* TAREFA: Informe quantas linhas dos registros contêm a sequência "target", diferenciando maiúsculas de minúsculas. Responda somente com o número.
■ ■ ■ ■ ■ ■ ■
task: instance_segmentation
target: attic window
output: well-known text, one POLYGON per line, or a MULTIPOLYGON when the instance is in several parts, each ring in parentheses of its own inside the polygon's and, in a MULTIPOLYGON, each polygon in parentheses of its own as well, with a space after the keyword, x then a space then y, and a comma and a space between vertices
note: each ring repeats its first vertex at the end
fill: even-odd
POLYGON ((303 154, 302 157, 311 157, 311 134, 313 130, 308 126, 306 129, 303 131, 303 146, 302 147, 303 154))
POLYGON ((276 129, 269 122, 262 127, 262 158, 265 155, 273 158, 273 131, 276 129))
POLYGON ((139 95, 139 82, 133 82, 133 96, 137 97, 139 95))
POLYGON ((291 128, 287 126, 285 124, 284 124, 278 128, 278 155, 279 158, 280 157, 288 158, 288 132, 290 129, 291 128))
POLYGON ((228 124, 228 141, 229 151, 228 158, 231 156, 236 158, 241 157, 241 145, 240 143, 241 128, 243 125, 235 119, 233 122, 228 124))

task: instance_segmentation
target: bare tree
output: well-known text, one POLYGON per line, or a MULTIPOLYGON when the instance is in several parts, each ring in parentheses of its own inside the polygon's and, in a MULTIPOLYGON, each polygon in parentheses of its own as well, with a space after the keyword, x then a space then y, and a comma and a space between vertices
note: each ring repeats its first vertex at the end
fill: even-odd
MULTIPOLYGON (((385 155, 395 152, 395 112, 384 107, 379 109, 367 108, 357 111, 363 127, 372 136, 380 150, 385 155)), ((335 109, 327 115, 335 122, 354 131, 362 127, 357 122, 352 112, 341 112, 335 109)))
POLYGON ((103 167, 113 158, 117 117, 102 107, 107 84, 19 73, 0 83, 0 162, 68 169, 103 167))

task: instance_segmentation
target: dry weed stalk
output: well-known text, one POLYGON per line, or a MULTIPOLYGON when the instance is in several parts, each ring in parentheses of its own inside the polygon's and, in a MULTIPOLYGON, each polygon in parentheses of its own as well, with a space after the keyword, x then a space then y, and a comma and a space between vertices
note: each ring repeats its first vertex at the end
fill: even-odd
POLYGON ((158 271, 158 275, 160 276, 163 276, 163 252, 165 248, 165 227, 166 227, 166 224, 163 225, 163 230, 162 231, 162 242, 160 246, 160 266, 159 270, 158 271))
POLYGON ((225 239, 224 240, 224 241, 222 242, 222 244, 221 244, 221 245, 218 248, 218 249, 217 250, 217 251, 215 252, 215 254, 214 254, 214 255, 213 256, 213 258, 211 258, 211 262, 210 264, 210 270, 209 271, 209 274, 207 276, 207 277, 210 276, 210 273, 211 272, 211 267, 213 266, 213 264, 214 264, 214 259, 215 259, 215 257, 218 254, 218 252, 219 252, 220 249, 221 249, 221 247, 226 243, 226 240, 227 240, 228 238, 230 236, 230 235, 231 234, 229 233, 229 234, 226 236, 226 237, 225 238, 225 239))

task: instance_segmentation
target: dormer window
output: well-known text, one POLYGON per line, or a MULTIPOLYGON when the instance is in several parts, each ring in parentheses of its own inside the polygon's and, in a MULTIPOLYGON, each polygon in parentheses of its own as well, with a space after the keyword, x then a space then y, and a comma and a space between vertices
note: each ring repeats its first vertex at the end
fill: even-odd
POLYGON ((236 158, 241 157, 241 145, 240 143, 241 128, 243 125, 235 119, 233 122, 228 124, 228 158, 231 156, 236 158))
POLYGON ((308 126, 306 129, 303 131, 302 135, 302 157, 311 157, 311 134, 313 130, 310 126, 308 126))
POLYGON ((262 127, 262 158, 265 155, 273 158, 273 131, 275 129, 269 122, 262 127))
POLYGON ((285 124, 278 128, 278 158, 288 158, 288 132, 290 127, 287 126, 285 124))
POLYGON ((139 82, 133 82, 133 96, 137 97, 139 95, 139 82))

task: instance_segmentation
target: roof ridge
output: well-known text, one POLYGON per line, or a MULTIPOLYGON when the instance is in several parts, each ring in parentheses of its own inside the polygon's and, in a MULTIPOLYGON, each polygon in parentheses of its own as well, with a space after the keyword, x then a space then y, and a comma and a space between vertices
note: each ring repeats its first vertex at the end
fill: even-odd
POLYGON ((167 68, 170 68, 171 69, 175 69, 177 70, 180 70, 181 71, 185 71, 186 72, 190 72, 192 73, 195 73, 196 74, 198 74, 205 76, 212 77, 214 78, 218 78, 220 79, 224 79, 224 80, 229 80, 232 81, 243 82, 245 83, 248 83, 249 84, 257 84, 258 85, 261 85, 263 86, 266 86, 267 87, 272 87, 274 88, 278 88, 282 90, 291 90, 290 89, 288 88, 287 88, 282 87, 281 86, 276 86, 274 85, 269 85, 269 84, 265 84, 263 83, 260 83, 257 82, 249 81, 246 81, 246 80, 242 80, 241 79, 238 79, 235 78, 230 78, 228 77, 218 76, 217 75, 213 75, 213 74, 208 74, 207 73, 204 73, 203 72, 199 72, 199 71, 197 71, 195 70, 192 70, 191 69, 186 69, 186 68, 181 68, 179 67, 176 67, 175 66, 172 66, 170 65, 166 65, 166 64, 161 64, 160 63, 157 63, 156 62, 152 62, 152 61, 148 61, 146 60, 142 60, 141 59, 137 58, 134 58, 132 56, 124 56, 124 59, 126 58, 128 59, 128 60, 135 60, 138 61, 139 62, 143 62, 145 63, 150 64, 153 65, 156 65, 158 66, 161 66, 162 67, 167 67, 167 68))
■ ■ ■ ■ ■ ■ ■
* RESPOSTA COMPLETA: 5